Textauszug -

In der Nörgelgeschichte der Literatur steht Faust als literarisches Meisterwerk einsam da. Goethes wahres Genie im Erschaffen dieser Jahrtausendfigur wird erst recht deutlich, wenn man Faust mit anderen großen literarischen Jammerern der Weltliteratur vergleicht. Wie viel konsequenter und authentischer wäre es gewesen, wenn Shakespears Hamlet ohne Grund unzufrieden wäre:

Bin ich nun, ach! Prinz,
erfolgreich, wohlhabend,
erbe demnächst ein Königreich,
und bin leider auch gutaussehend,
die sexy Ophelia macht mir durchaus
Augen mit heißem Bemühn.
Da steh ich nun, ich armer Tor!
Und finde alles genauso Scheiße wie zuvor.

Einträge -
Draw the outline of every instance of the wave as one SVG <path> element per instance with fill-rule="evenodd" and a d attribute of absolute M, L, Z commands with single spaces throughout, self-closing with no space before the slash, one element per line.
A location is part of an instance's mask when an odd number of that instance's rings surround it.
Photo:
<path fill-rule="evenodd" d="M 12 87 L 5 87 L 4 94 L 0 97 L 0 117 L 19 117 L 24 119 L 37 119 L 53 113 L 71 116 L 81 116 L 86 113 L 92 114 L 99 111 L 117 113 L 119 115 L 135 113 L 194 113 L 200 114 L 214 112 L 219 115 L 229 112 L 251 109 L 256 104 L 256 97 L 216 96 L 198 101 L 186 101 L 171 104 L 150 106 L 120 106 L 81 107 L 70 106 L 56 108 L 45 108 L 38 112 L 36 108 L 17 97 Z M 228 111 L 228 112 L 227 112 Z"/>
---
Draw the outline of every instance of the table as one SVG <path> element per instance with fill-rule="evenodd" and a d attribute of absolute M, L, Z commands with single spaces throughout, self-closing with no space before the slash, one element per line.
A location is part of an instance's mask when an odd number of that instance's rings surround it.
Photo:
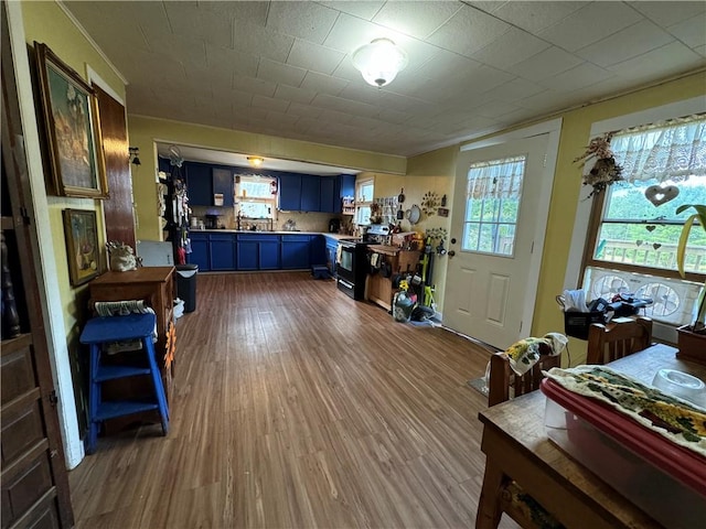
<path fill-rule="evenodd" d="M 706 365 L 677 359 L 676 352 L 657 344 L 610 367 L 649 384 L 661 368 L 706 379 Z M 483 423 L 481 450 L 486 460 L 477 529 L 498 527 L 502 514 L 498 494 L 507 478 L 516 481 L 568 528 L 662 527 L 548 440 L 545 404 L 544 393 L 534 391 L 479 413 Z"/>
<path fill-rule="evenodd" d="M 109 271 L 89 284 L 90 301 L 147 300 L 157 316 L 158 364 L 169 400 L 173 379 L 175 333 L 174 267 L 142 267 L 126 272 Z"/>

Aufgaben -
1. Als was wird Faust im ersten Satz des Textauszugs über Faust bezeichnet?
2. Erweitere den Textauszug über Faust, indem du ihn im Anschluss an seine letzte Zeile fortsetzt.
Die Einträge stammen aus einer anderen Quelle als der Textauszug.

Antworten -
1. Als literarisches Meisterwerk, das in der Nörgelgeschichte der Literatur einsam dasteht.

2.
Die Lektüre unterhält also ganz beschaulich und enttäuscht auch sprachlich nicht. Ich vermisse dabei allerdings eine Abgrenzung von Nörgeln zu gerechtfertigter Kritik. War dieser Satz jetzt in Hansens Augen nur nörgeln? Im zweiten Teil des Buches geht dem Autor dann auch in dieser Hinsicht die Puste aus und es wird sehr weitläufig von Nörgeln gesprochen, was weder überzeugt, noch witzig ist. Dafür ist der Leser durch den ersten Teil schon hinreichend entschädigt. Eine unterm Strich sehr geistreiche Lektüre.